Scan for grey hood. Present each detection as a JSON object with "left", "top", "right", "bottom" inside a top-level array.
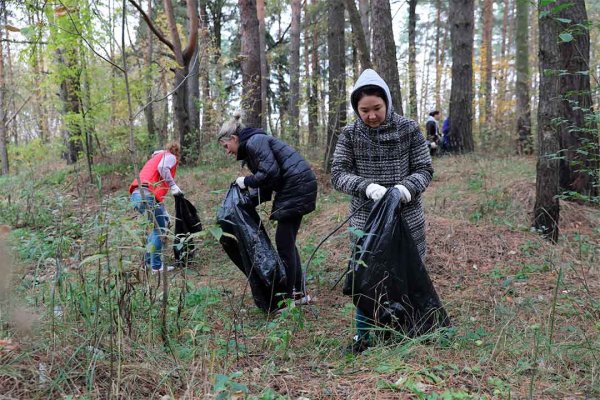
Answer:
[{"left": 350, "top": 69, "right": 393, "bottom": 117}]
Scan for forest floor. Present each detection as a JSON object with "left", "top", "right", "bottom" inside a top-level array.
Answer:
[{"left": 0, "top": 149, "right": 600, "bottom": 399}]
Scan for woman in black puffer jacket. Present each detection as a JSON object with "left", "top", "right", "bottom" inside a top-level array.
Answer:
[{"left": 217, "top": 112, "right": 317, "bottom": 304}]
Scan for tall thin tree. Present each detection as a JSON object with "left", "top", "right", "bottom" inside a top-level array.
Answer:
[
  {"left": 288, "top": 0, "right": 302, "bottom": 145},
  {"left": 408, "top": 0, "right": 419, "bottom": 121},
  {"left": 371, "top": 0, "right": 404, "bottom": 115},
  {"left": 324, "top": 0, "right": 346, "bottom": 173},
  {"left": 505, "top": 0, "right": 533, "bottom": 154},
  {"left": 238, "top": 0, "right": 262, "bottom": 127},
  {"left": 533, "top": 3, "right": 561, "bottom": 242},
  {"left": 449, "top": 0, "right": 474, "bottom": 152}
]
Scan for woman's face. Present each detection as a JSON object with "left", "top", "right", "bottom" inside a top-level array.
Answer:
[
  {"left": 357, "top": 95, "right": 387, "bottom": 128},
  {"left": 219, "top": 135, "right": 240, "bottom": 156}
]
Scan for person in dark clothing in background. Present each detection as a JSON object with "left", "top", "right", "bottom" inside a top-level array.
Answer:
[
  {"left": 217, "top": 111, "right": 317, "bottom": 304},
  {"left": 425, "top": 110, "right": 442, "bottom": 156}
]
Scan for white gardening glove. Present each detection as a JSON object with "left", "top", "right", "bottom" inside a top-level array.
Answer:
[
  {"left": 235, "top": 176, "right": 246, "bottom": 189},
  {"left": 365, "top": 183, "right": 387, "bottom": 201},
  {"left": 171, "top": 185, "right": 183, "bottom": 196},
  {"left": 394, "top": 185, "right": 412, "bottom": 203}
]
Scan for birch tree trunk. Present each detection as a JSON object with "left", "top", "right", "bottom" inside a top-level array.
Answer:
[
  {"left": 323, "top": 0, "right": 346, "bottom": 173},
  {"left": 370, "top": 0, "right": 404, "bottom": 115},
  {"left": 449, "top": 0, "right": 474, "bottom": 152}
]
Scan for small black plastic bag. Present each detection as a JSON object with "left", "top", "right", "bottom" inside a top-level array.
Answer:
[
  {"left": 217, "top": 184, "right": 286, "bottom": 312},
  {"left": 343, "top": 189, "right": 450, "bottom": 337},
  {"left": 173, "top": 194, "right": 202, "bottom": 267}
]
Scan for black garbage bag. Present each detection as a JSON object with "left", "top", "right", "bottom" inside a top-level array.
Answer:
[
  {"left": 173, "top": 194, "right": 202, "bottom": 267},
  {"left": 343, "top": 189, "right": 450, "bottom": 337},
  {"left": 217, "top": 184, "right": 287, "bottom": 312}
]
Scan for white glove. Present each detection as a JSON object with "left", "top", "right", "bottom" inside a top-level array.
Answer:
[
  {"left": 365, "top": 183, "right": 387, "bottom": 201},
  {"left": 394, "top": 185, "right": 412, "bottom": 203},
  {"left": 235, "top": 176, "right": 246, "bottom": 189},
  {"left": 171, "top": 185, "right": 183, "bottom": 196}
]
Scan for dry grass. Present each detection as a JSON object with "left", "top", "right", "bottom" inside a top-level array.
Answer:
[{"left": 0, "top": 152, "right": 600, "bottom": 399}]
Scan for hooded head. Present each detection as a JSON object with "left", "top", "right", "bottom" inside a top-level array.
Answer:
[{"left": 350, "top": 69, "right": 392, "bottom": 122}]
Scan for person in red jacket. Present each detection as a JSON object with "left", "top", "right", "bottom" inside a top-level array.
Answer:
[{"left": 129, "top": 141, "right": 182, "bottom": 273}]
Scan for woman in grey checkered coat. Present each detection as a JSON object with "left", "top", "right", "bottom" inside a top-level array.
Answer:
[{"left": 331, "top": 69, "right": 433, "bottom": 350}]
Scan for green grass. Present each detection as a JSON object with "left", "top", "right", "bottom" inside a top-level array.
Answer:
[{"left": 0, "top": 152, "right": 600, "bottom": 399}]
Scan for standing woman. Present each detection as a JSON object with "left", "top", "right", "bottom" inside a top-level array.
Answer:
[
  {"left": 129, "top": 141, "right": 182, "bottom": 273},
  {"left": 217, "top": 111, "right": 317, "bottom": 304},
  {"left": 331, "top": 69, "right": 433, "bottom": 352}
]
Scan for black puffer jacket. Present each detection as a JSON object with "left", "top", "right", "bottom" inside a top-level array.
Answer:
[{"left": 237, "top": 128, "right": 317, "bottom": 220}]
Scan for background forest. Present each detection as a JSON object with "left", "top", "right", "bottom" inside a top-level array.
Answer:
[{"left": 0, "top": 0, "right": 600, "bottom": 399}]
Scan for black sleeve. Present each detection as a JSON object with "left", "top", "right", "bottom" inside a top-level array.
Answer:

**AIM OF THE EXERCISE:** Write out all of the records above word for word, leaving out the pictures.

**EXPECTED ANSWER:**
Scan for grey hood. Present each detection as a JSON object with "left", "top", "right", "bottom" inside a top-level array.
Answer:
[{"left": 350, "top": 69, "right": 393, "bottom": 117}]
Scan for forest floor. Present each detection as a JSON object with "left", "top", "right", "bottom" inside a top-level array.
Answer:
[{"left": 0, "top": 149, "right": 600, "bottom": 399}]
Scan for woman in black puffer jacket. Present each detection as a JSON object with "left", "top", "right", "bottom" inside a top-level array.
Answer:
[{"left": 217, "top": 112, "right": 317, "bottom": 304}]
Scan for tall thin tree. Present each detection as a JSON object with "left", "top", "right", "bottom" inside a top-level array.
Answer:
[
  {"left": 288, "top": 0, "right": 302, "bottom": 145},
  {"left": 408, "top": 0, "right": 419, "bottom": 121},
  {"left": 371, "top": 0, "right": 404, "bottom": 115},
  {"left": 324, "top": 0, "right": 346, "bottom": 173},
  {"left": 505, "top": 0, "right": 533, "bottom": 154},
  {"left": 238, "top": 0, "right": 262, "bottom": 127},
  {"left": 533, "top": 3, "right": 561, "bottom": 242},
  {"left": 449, "top": 0, "right": 474, "bottom": 152}
]
Scan for woman's face. Present each detection as a JSON object with "left", "top", "right", "bottom" inside a top-level array.
Answer:
[
  {"left": 357, "top": 95, "right": 387, "bottom": 128},
  {"left": 219, "top": 135, "right": 240, "bottom": 156}
]
Scan for person in dark clothing in background. Present each detection as a JSON object with "left", "top", "right", "bottom" inside a top-level array.
Answer:
[
  {"left": 217, "top": 111, "right": 317, "bottom": 304},
  {"left": 425, "top": 110, "right": 442, "bottom": 156}
]
Scan for white gardening glove. Present each detection as a JSON object with "left", "top", "right", "bottom" inside a top-level array.
Answer:
[
  {"left": 235, "top": 176, "right": 246, "bottom": 189},
  {"left": 365, "top": 183, "right": 387, "bottom": 201},
  {"left": 171, "top": 185, "right": 183, "bottom": 196},
  {"left": 394, "top": 185, "right": 412, "bottom": 203}
]
Scan for birch tree trunk. Present each detection as a JSON object with "left", "top", "right", "bottom" inside a top-level array.
Answer:
[
  {"left": 323, "top": 0, "right": 346, "bottom": 173},
  {"left": 370, "top": 0, "right": 404, "bottom": 115},
  {"left": 449, "top": 0, "right": 474, "bottom": 152}
]
Scan for small black plastic bag. Present each detection as a JSON object with "left", "top", "right", "bottom" inside a top-level array.
Answer:
[
  {"left": 217, "top": 184, "right": 286, "bottom": 312},
  {"left": 343, "top": 189, "right": 450, "bottom": 337},
  {"left": 173, "top": 194, "right": 202, "bottom": 267}
]
Scan for black garbage bag. Present each detection as a JSON object with "left", "top", "right", "bottom" inside a top-level array.
Answer:
[
  {"left": 173, "top": 194, "right": 202, "bottom": 267},
  {"left": 343, "top": 189, "right": 450, "bottom": 337},
  {"left": 217, "top": 184, "right": 287, "bottom": 312}
]
Scan for white glove. Present each detection as a JSON object with "left", "top", "right", "bottom" inside a top-level array.
Answer:
[
  {"left": 365, "top": 183, "right": 387, "bottom": 201},
  {"left": 394, "top": 185, "right": 412, "bottom": 203},
  {"left": 235, "top": 176, "right": 246, "bottom": 189},
  {"left": 171, "top": 185, "right": 183, "bottom": 196}
]
Scan for dry grass. Present each detection as a JSON object with "left", "top", "right", "bottom" inside a top-level array.
Answer:
[{"left": 0, "top": 152, "right": 600, "bottom": 399}]
Scan for hooded head. Present each detection as a JSON object with "left", "top", "right", "bottom" inside a top-level array.
Answer:
[{"left": 350, "top": 69, "right": 392, "bottom": 122}]
Scan for person in red jacket. Present each detection as a JSON object with "left", "top", "right", "bottom" inside a top-level array.
Answer:
[{"left": 129, "top": 141, "right": 182, "bottom": 273}]
Scan for woman in grey checkered coat. Present each detection as a JSON object with "left", "top", "right", "bottom" inside a top-level array.
Answer:
[{"left": 331, "top": 69, "right": 433, "bottom": 350}]
Scan for green grass. Present each detection as a JSON object with "left", "top", "right", "bottom" inside a top-level array.
Answer:
[{"left": 0, "top": 152, "right": 600, "bottom": 399}]
Scan for standing woman. Present each detection as a JSON object with "left", "top", "right", "bottom" inside a top-level array.
Answer:
[
  {"left": 129, "top": 141, "right": 182, "bottom": 273},
  {"left": 217, "top": 111, "right": 317, "bottom": 304},
  {"left": 331, "top": 69, "right": 433, "bottom": 352}
]
Scan for black puffer jacket. Present each detection as a JSON object with "left", "top", "right", "bottom" inside a top-level array.
Answer:
[{"left": 237, "top": 128, "right": 317, "bottom": 220}]
Scan for background forest. Present each detection as a JSON object with "left", "top", "right", "bottom" inside a top-level array.
Answer:
[{"left": 0, "top": 0, "right": 600, "bottom": 399}]
Scan for black sleeve. Present each detection as a JSON object with "left", "top", "right", "bottom" inside a top-level array.
Answer:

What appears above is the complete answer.